◆ What is being asked:
Every record that follows must be duplicated exactly, with images left out.

◆ Given data:

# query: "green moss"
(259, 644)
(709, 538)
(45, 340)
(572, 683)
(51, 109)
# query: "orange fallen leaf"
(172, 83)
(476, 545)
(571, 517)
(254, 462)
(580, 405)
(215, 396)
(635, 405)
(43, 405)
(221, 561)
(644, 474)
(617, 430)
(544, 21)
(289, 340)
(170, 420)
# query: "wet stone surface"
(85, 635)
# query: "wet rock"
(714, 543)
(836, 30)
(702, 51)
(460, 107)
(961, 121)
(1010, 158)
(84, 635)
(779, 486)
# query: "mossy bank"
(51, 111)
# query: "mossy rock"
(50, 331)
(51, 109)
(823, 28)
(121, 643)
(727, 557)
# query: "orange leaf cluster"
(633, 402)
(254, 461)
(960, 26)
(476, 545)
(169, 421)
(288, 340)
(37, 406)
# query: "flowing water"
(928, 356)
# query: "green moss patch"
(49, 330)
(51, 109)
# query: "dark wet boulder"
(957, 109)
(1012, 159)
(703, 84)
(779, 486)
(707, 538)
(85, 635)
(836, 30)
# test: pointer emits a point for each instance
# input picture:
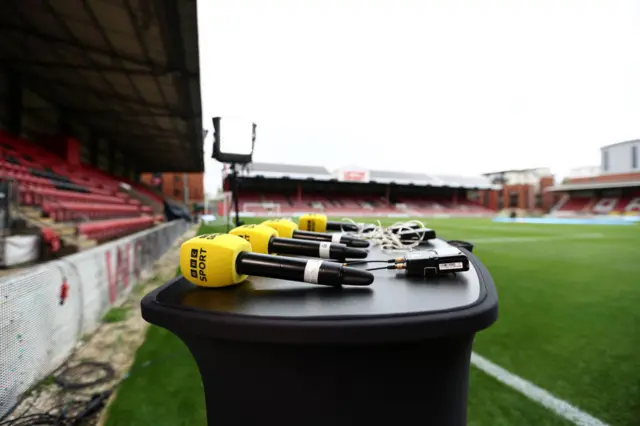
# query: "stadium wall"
(172, 185)
(619, 177)
(45, 312)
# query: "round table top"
(278, 310)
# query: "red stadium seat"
(69, 210)
(38, 195)
(107, 229)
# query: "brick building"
(521, 189)
(184, 187)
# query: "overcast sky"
(455, 87)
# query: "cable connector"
(436, 261)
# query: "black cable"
(64, 380)
(362, 262)
(384, 267)
(65, 414)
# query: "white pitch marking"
(533, 239)
(535, 393)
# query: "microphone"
(264, 239)
(288, 229)
(221, 260)
(319, 223)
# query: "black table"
(291, 354)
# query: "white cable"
(388, 239)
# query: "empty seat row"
(36, 196)
(107, 229)
(69, 210)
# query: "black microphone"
(311, 271)
(320, 236)
(288, 229)
(317, 222)
(342, 226)
(309, 248)
(220, 260)
(265, 240)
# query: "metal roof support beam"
(145, 50)
(32, 32)
(98, 93)
(112, 112)
(168, 12)
(77, 67)
(105, 37)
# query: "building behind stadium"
(612, 188)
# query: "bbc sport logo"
(194, 263)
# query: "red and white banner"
(347, 175)
(45, 312)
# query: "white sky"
(456, 87)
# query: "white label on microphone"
(325, 250)
(312, 270)
(451, 265)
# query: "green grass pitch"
(569, 322)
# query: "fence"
(45, 312)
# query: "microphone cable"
(389, 238)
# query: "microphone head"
(257, 235)
(284, 227)
(210, 260)
(313, 222)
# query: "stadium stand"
(48, 188)
(612, 188)
(274, 189)
(83, 113)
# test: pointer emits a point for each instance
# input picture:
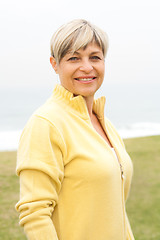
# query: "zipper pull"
(122, 173)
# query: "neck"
(89, 103)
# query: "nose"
(86, 66)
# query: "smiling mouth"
(85, 79)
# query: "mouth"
(85, 79)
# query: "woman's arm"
(41, 171)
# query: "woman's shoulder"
(113, 131)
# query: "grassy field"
(143, 205)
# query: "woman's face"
(82, 73)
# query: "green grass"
(143, 205)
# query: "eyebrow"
(96, 52)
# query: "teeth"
(85, 79)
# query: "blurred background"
(132, 79)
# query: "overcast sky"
(27, 26)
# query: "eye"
(95, 58)
(73, 59)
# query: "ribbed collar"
(77, 104)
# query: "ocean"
(134, 109)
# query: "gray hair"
(75, 35)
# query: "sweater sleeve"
(41, 171)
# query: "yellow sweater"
(71, 186)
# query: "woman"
(74, 171)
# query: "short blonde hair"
(75, 35)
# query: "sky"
(26, 28)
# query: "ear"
(54, 64)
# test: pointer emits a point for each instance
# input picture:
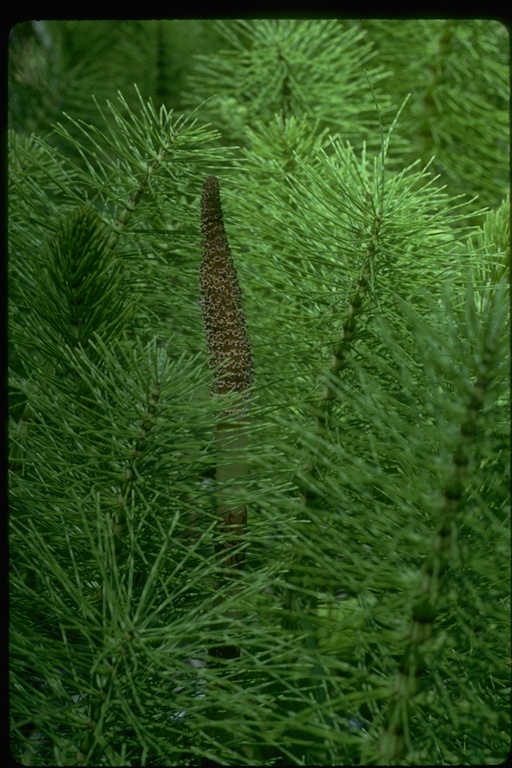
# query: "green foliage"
(372, 613)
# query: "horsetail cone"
(227, 340)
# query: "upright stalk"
(230, 357)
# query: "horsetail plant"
(151, 572)
(231, 359)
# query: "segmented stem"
(230, 358)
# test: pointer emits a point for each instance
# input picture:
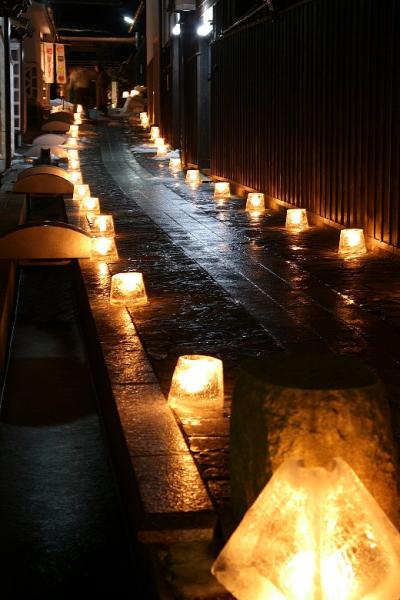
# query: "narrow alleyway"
(223, 282)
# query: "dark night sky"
(95, 17)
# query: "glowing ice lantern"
(255, 201)
(75, 176)
(296, 219)
(154, 132)
(103, 225)
(193, 176)
(197, 382)
(73, 131)
(222, 189)
(73, 154)
(74, 164)
(352, 243)
(162, 150)
(128, 289)
(175, 164)
(103, 248)
(312, 534)
(91, 205)
(81, 191)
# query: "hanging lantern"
(193, 176)
(81, 191)
(197, 382)
(352, 243)
(154, 133)
(312, 534)
(222, 189)
(296, 219)
(255, 202)
(175, 164)
(75, 176)
(103, 248)
(102, 225)
(91, 205)
(74, 164)
(128, 289)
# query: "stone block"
(316, 408)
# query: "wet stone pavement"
(225, 283)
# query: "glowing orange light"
(162, 150)
(255, 201)
(73, 131)
(222, 189)
(103, 247)
(312, 534)
(154, 133)
(73, 154)
(193, 176)
(175, 164)
(81, 190)
(352, 243)
(90, 204)
(128, 289)
(102, 225)
(75, 176)
(296, 219)
(197, 382)
(74, 164)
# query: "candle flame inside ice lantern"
(74, 164)
(197, 382)
(81, 191)
(222, 189)
(312, 534)
(193, 176)
(103, 248)
(73, 131)
(175, 164)
(103, 225)
(352, 243)
(73, 154)
(154, 132)
(255, 201)
(128, 289)
(75, 176)
(296, 219)
(162, 150)
(90, 204)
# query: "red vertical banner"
(60, 64)
(48, 62)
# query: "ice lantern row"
(312, 534)
(197, 382)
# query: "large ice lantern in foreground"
(312, 534)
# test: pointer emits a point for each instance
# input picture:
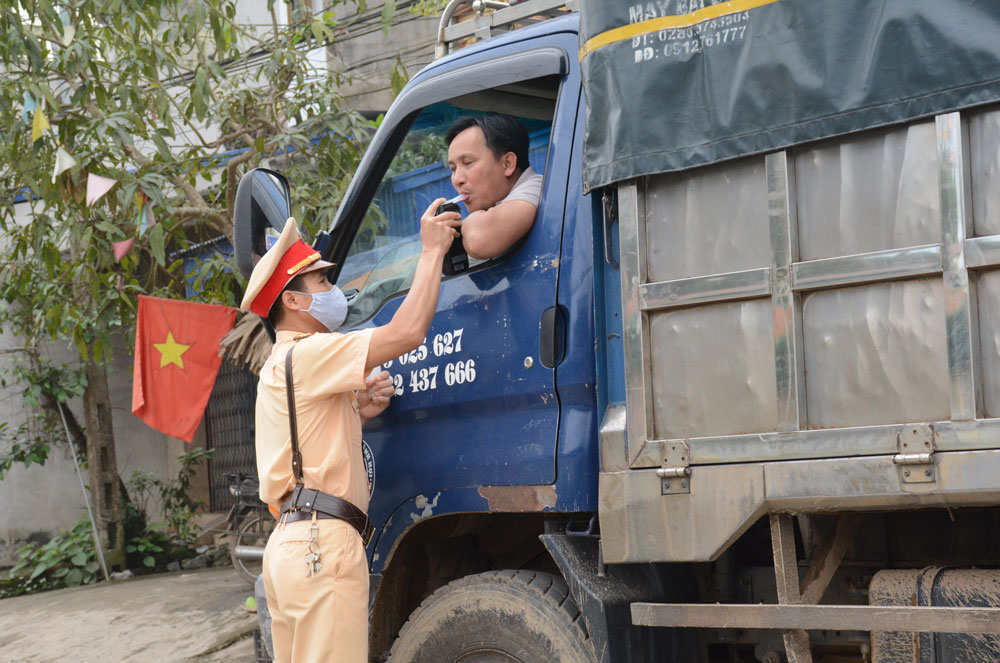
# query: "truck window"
(383, 256)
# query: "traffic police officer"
(315, 569)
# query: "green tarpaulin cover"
(674, 84)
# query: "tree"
(173, 99)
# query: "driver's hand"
(438, 232)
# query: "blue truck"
(733, 396)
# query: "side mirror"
(263, 200)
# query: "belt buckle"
(369, 532)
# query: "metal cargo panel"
(988, 291)
(984, 152)
(862, 355)
(709, 360)
(707, 222)
(876, 354)
(868, 193)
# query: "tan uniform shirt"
(326, 369)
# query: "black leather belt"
(303, 501)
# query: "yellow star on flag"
(171, 351)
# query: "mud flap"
(604, 601)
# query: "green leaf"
(73, 578)
(156, 243)
(388, 11)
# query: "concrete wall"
(38, 502)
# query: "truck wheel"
(496, 617)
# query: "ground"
(188, 616)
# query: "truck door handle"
(552, 338)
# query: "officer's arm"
(489, 233)
(409, 325)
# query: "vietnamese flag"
(176, 361)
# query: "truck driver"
(488, 158)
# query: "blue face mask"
(328, 307)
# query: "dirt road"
(188, 616)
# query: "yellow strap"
(665, 22)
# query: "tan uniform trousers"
(322, 618)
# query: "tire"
(253, 532)
(496, 617)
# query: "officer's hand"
(439, 231)
(375, 398)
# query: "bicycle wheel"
(250, 542)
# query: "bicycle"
(250, 523)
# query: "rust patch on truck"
(519, 498)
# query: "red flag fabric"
(176, 361)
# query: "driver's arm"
(490, 233)
(409, 325)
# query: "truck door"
(474, 406)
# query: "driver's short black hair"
(503, 134)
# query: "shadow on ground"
(183, 617)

◆ The response:
# query: "green moss"
(259, 644)
(709, 538)
(45, 340)
(572, 683)
(51, 109)
# query: "orange fallen leaf"
(172, 83)
(476, 545)
(571, 517)
(254, 462)
(580, 405)
(215, 396)
(635, 405)
(43, 405)
(221, 561)
(644, 474)
(617, 430)
(544, 21)
(289, 340)
(170, 420)
# query: "wet stone surface"
(85, 635)
# query: "wet rock"
(714, 543)
(836, 30)
(702, 51)
(460, 107)
(961, 121)
(1010, 158)
(84, 635)
(779, 486)
# query: "mossy bank"
(51, 111)
# query: "mossy rock"
(50, 331)
(51, 109)
(823, 28)
(121, 643)
(727, 557)
# query: "orange leaf cluster"
(633, 402)
(254, 461)
(960, 26)
(476, 545)
(169, 421)
(288, 340)
(37, 406)
# query: "flowing water"
(928, 356)
# query: "green moss patch"
(49, 330)
(51, 109)
# query: "dark wet boulder"
(957, 109)
(1012, 159)
(703, 84)
(779, 486)
(707, 538)
(85, 635)
(836, 30)
# test: pointer emits a point for each instance
# input picture:
# query: "stadium wall"
(172, 185)
(619, 177)
(45, 312)
# query: "round table top"
(278, 310)
# query: "red stadium seat"
(69, 210)
(38, 195)
(107, 229)
# query: "brick building"
(521, 189)
(184, 187)
# query: "overcast sky"
(455, 87)
# query: "cable connector"
(436, 261)
# query: "black cable"
(64, 380)
(362, 262)
(384, 267)
(65, 414)
# query: "white pitch marking"
(533, 239)
(535, 393)
# query: "microphone"
(264, 239)
(288, 229)
(221, 260)
(319, 223)
# query: "black table"
(291, 354)
# query: "white cable"
(388, 239)
# query: "empty seat row"
(36, 196)
(107, 229)
(69, 210)
# query: "black microphone"
(311, 271)
(320, 236)
(288, 229)
(317, 222)
(342, 226)
(309, 248)
(220, 260)
(265, 240)
# query: "metal roof support beam"
(145, 50)
(32, 32)
(98, 93)
(112, 112)
(168, 12)
(77, 67)
(105, 37)
# query: "building behind stadium"
(612, 188)
# query: "bbc sport logo"
(194, 263)
# query: "red and white banner"
(347, 175)
(45, 312)
# query: "white sky"
(456, 87)
# query: "white label on microphone"
(325, 250)
(312, 270)
(451, 265)
# query: "green grass pitch"
(569, 322)
# query: "fence"
(45, 312)
# query: "microphone cable"
(389, 238)
# query: "microphone head"
(257, 235)
(284, 227)
(210, 260)
(313, 222)
# query: "stadium stand"
(48, 188)
(612, 188)
(274, 189)
(83, 113)
# test: pointer emits a point for each instance
# input picture:
# query: "zipper pull"
(122, 173)
# query: "neck"
(89, 103)
# query: "nose"
(86, 66)
# query: "smiling mouth"
(85, 79)
# query: "mouth"
(85, 79)
# query: "woman's arm"
(41, 171)
# query: "woman's shoulder"
(113, 131)
# query: "grassy field"
(143, 205)
# query: "woman's face"
(82, 73)
# query: "green grass"
(143, 205)
# query: "eyebrow"
(96, 52)
# query: "teeth"
(85, 79)
# query: "blurred background"
(132, 79)
# query: "overcast sky"
(27, 26)
# query: "eye"
(95, 58)
(73, 59)
# query: "ribbed collar"
(77, 104)
# query: "ocean"
(134, 109)
# query: "gray hair"
(75, 35)
# query: "sweater sleeve"
(41, 171)
# query: "yellow sweater"
(71, 186)
# query: "woman"
(74, 171)
# query: "short blonde hair"
(75, 35)
# query: "sky"
(26, 28)
# query: "ear"
(54, 64)
# test: pointer emits a point for each instance
# input picture:
# query: "green foliage"
(372, 613)
# query: "horsetail cone"
(227, 340)
# query: "upright stalk"
(230, 357)
# query: "horsetail plant"
(151, 572)
(231, 359)
# query: "segmented stem"
(230, 358)
# test: pointer emits a point for each instance
# input picture:
# query: "narrow alleyway"
(223, 282)
# query: "dark night sky"
(95, 17)
# query: "glowing ice lantern"
(255, 201)
(75, 176)
(296, 219)
(154, 132)
(103, 225)
(193, 176)
(197, 382)
(73, 131)
(222, 189)
(73, 154)
(74, 164)
(352, 243)
(162, 150)
(128, 289)
(175, 164)
(103, 248)
(312, 534)
(91, 205)
(81, 191)
# query: "hanging lantern"
(193, 176)
(81, 191)
(197, 382)
(352, 243)
(154, 133)
(312, 534)
(222, 189)
(296, 219)
(255, 202)
(175, 164)
(75, 176)
(103, 248)
(102, 225)
(91, 205)
(74, 164)
(128, 289)
# query: "stone block"
(316, 408)
# query: "wet stone pavement"
(225, 283)
# query: "glowing orange light"
(162, 150)
(255, 201)
(73, 131)
(222, 189)
(103, 247)
(312, 534)
(154, 133)
(73, 154)
(193, 176)
(175, 164)
(81, 190)
(352, 243)
(90, 204)
(128, 289)
(102, 225)
(75, 176)
(296, 219)
(197, 382)
(74, 164)
# query: "candle flame inside ice lantern"
(74, 164)
(197, 382)
(81, 191)
(222, 189)
(312, 534)
(193, 176)
(103, 248)
(73, 131)
(175, 164)
(103, 225)
(352, 243)
(73, 154)
(154, 132)
(255, 201)
(128, 289)
(75, 176)
(296, 219)
(162, 150)
(90, 204)
# query: "red vertical banner"
(60, 64)
(48, 62)
# query: "ice lantern row"
(312, 534)
(197, 382)
# query: "large ice lantern in foreground"
(312, 534)
# test: pointer emits a point for each instance
# input picture:
# query: "truck window"
(383, 256)
# query: "traffic police officer"
(315, 569)
# query: "green tarpaulin cover"
(674, 84)
# query: "tree"
(173, 99)
# query: "driver's hand"
(438, 232)
# query: "blue truck"
(733, 396)
# query: "side mirror"
(263, 200)
# query: "belt buckle"
(369, 532)
# query: "metal cargo panel"
(988, 291)
(984, 152)
(862, 355)
(709, 360)
(707, 222)
(876, 354)
(868, 193)
# query: "tan uniform shirt"
(326, 369)
# query: "black leather belt"
(303, 501)
# query: "yellow star on flag"
(171, 351)
# query: "mud flap"
(604, 601)
# query: "green leaf"
(73, 578)
(156, 243)
(388, 11)
# query: "concrete wall"
(38, 502)
# query: "truck wheel"
(496, 617)
# query: "ground"
(188, 616)
# query: "truck door handle"
(552, 338)
# query: "officer's arm"
(489, 233)
(409, 325)
# query: "vietnamese flag"
(176, 361)
# query: "truck driver"
(488, 158)
# query: "blue face mask"
(328, 307)
# query: "dirt road"
(188, 616)
# query: "yellow strap"
(665, 22)
# query: "tan uniform trousers"
(322, 618)
# query: "tire"
(253, 532)
(496, 617)
# query: "officer's hand"
(439, 231)
(375, 398)
# query: "bicycle wheel"
(250, 542)
# query: "bicycle"
(250, 523)
# query: "rust patch on truck"
(519, 498)
# query: "red flag fabric"
(176, 361)
# query: "driver's arm"
(490, 233)
(409, 325)
# query: "truck door"
(474, 406)
# query: "driver's short black hair"
(503, 134)
# query: "shadow on ground"
(183, 617)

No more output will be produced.